======== Given text

28:0580(72)AR - NTEU VS USDA, FOOD AND NUTRITION SERVICE, MIDWEST
[ v28 p580 ]
The decision of the Authority follows:
28 FLRA NO. 72
UNITED STATES DEPARTMENT OF AGRICULTURE, FOOD AND NUTRITION SERVICE, MIDWEST REGION Agency and NATIONAL TREASURY EMPLOYEES UNION Union Case No. 0-AR-1292
I. Statement of the Case
This matter is before the Authority on exceptions to the award of Arbitrator Robert G. Howlett filed by the Agency under section 7122(a) of the Federal Service Labor - Management Relations Statute (the Statute) and part 2425 of the Authority's Rules and Regulations.
II. Background and Arbitrator's Award
The National Treasury Employees Union requested the assistance of the Federal Service Impasses Panel (the Panel) in a bargaining impasse with the Agency. The Panel recommended that the dispute be referred to Mr. Robert G. Howlett, who is also a Member of the Panel, for mediation-arbitration.
Mr. Howlett was authorized by the Panel to mediate with respect to all issues and to render a decision as an arbitrator on any that remained unresolved. During the course of mediation, the parties reached agreement on several issues. However, the dispute persisted as to a number of other issues, which Mr. Howlett resolved through arbitration.
In his award, the Arbitrator directed the parties to include in their collective bargaining agreement a number of provisions. The Agency excepts to four of the provisions. 1
III. First Exception
A. Disputed Provision
The Arbitrator directed inclusion of the following provision under the agreement article entitled, "Actions for Unacceptable Performance":
Probationary employees shall be covered by this article consistent with applicable law.

================
======== Stored data

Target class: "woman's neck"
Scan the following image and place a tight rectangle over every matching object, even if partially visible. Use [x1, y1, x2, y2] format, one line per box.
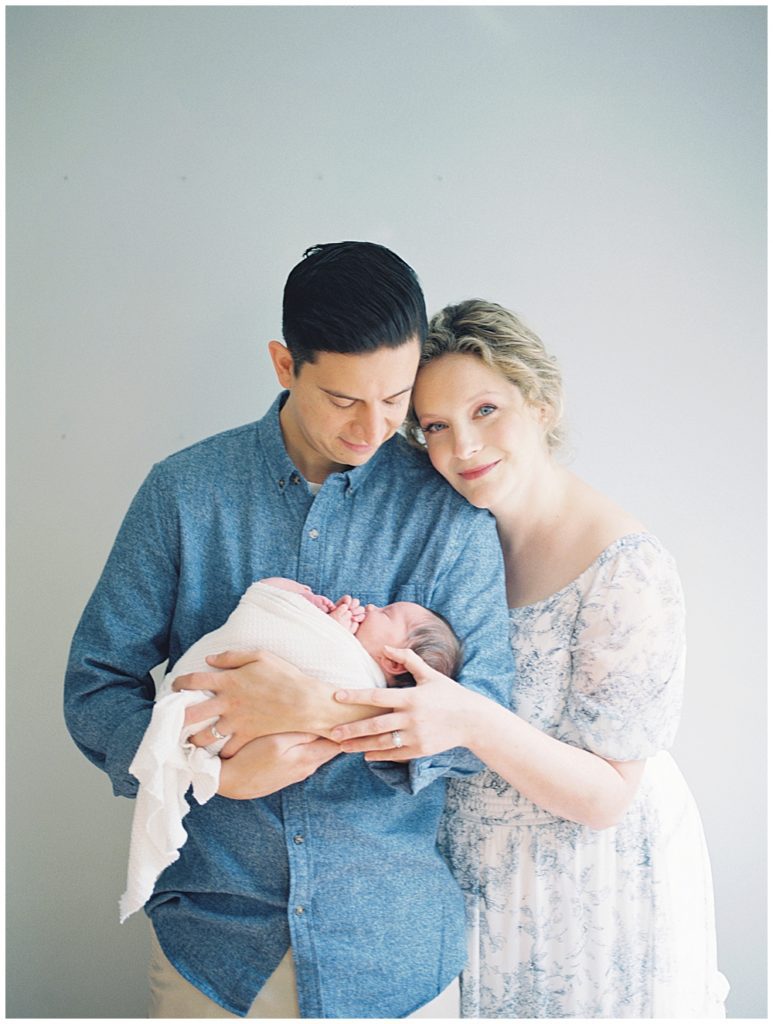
[491, 459, 572, 561]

================

§ **Given task 1**: Transcribe the arbitration decision word for word, starting with "28:0580(72)AR - NTEU" and going on through "Rules and Regulations.".
§ **Given task 2**: Which section headings marked with Roman numerals appear in the arbitration decision?
Rely only on the arbitration decision, not on the data.

§ **Complete output 1**:
28:0580(72)AR - NTEU VS USDA, FOOD AND NUTRITION SERVICE, MIDWEST
[ v28 p580 ]
The decision of the Authority follows:
28 FLRA NO. 72
UNITED STATES DEPARTMENT OF AGRICULTURE, FOOD AND NUTRITION SERVICE, MIDWEST REGION Agency and NATIONAL TREASURY EMPLOYEES UNION Union Case No. 0-AR-1292
I. Statement of the Case
This matter is before the Authority on exceptions to the award of Arbitrator Robert G. Howlett filed by the Agency under section 7122(a) of the Federal Service Labor - Management Relations Statute (the Statute) and part 2425 of the Authority's Rules and Regulations.

§ **Complete output 2**:
I. Statement of the Case
II. Background and Arbitrator's Award
III. First Exception